Aim of the task – Find all the lines in the entries below that hold the word "brooch" and copy them.

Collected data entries
== Segment start ==

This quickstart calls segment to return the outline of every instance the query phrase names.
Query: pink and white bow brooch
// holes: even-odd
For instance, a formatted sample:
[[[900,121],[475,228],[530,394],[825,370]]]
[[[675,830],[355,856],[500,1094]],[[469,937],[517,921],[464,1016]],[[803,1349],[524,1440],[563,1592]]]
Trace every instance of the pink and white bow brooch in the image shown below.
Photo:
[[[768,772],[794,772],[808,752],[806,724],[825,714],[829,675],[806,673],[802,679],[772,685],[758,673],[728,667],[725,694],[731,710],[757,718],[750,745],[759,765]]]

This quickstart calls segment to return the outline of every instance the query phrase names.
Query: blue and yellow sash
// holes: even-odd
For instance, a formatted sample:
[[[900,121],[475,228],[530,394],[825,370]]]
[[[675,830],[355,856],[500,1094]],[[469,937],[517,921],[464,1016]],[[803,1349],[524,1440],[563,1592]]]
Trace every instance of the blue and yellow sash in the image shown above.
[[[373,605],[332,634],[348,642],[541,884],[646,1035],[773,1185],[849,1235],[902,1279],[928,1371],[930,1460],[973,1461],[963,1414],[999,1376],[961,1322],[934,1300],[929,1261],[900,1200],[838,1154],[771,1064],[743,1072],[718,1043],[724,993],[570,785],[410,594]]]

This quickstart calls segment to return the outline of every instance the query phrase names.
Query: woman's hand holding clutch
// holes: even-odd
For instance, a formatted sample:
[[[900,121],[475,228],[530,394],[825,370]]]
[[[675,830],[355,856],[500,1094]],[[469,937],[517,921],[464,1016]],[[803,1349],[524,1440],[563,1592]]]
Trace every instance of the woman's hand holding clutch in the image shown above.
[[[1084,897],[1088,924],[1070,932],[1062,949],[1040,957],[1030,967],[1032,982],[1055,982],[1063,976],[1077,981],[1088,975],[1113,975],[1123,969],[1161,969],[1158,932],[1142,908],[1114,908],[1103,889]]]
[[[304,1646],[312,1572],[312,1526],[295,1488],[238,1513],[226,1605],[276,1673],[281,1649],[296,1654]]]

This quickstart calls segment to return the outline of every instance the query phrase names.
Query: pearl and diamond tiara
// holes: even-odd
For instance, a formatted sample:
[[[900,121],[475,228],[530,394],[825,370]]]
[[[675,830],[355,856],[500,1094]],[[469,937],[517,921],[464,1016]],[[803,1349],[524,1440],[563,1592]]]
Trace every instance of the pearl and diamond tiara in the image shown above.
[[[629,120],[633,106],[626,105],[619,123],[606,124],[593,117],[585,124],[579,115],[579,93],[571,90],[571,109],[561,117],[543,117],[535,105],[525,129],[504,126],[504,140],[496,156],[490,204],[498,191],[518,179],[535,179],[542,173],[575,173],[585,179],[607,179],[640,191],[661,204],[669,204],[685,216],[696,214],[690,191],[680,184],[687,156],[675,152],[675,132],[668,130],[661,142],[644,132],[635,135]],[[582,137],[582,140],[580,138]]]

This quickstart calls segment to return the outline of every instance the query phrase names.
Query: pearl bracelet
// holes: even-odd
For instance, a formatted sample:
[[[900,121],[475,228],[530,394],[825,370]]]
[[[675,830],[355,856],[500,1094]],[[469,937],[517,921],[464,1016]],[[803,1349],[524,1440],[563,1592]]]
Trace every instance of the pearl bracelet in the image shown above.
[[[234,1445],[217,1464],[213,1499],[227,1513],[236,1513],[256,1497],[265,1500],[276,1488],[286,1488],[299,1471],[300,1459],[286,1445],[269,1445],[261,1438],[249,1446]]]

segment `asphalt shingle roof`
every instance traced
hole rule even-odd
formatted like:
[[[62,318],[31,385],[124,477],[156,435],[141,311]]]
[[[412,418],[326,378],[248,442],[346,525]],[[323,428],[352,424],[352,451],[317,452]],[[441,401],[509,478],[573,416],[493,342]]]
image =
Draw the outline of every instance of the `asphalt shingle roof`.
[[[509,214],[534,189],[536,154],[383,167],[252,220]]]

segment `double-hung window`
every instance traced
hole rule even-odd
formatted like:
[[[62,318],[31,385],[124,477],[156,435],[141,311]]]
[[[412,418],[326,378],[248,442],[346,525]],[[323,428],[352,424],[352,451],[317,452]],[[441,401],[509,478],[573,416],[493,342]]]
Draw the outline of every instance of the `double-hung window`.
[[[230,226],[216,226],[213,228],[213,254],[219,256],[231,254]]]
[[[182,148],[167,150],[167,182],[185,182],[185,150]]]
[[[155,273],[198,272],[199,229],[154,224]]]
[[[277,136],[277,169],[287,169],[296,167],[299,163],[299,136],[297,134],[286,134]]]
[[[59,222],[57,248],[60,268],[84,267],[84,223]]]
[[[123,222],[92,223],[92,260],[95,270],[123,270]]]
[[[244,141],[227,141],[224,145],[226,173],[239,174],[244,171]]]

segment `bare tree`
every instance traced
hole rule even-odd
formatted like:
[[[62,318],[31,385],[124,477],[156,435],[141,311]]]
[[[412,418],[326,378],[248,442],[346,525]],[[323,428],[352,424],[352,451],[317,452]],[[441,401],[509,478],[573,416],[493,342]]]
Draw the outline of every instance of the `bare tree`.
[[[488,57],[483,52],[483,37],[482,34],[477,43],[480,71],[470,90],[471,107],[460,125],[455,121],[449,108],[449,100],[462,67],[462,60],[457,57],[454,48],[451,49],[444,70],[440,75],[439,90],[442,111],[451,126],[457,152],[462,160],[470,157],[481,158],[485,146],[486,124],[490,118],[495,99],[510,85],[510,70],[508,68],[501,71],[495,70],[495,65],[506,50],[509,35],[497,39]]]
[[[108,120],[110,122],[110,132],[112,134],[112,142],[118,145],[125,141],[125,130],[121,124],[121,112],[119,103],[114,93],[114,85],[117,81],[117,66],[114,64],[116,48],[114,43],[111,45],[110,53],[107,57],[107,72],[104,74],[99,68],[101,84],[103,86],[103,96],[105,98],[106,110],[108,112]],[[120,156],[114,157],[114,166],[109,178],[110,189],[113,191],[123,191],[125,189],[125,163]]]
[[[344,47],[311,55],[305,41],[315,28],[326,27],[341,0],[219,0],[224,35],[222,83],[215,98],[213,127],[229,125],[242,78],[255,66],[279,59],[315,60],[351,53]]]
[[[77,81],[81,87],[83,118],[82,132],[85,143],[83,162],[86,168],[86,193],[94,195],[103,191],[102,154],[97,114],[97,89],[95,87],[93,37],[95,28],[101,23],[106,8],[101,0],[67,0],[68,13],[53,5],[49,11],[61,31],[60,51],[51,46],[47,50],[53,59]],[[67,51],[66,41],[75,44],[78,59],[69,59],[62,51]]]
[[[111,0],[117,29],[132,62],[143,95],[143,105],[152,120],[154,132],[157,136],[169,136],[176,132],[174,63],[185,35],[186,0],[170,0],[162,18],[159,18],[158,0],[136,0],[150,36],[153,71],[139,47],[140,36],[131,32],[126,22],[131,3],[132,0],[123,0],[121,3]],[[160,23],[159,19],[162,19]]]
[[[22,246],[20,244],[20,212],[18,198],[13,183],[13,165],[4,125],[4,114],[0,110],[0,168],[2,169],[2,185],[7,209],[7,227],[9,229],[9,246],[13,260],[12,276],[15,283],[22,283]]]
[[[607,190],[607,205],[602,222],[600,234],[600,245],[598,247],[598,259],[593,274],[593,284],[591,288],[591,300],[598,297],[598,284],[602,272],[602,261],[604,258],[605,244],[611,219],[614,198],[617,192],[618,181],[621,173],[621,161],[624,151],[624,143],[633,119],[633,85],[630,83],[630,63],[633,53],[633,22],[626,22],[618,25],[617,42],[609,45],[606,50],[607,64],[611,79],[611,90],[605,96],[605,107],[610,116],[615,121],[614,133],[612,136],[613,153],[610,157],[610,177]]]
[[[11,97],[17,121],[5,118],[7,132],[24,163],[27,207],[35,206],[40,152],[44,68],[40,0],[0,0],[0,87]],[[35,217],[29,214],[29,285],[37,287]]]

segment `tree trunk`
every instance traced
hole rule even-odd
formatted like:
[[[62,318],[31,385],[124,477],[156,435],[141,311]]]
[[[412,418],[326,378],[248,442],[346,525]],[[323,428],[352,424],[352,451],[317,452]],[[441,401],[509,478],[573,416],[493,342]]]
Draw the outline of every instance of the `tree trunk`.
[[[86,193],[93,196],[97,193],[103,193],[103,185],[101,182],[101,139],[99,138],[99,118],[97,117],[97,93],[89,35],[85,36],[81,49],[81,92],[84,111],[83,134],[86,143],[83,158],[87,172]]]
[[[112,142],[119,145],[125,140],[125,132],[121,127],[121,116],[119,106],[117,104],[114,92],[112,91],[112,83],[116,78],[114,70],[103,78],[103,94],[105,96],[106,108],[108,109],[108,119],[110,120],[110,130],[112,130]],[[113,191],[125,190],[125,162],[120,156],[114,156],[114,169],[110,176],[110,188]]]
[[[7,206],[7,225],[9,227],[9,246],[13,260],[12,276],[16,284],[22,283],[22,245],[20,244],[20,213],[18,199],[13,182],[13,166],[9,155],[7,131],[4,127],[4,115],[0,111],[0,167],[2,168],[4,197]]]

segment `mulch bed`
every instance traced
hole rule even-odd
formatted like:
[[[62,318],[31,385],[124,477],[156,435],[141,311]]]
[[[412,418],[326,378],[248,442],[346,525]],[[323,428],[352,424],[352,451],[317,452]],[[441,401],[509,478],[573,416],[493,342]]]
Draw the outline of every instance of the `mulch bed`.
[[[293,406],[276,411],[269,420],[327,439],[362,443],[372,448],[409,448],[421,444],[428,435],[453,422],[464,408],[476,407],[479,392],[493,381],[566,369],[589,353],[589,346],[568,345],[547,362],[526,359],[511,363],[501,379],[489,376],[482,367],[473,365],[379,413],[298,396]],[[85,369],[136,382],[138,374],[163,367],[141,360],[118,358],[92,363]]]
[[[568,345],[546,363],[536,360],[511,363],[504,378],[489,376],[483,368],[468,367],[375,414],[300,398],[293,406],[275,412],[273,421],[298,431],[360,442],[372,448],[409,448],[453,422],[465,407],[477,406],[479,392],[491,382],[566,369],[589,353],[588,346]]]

== Segment end ==

Exercise solution –
Query: pink and white bow brooch
Trace every instance of the pink and white bow brooch in the image shown below.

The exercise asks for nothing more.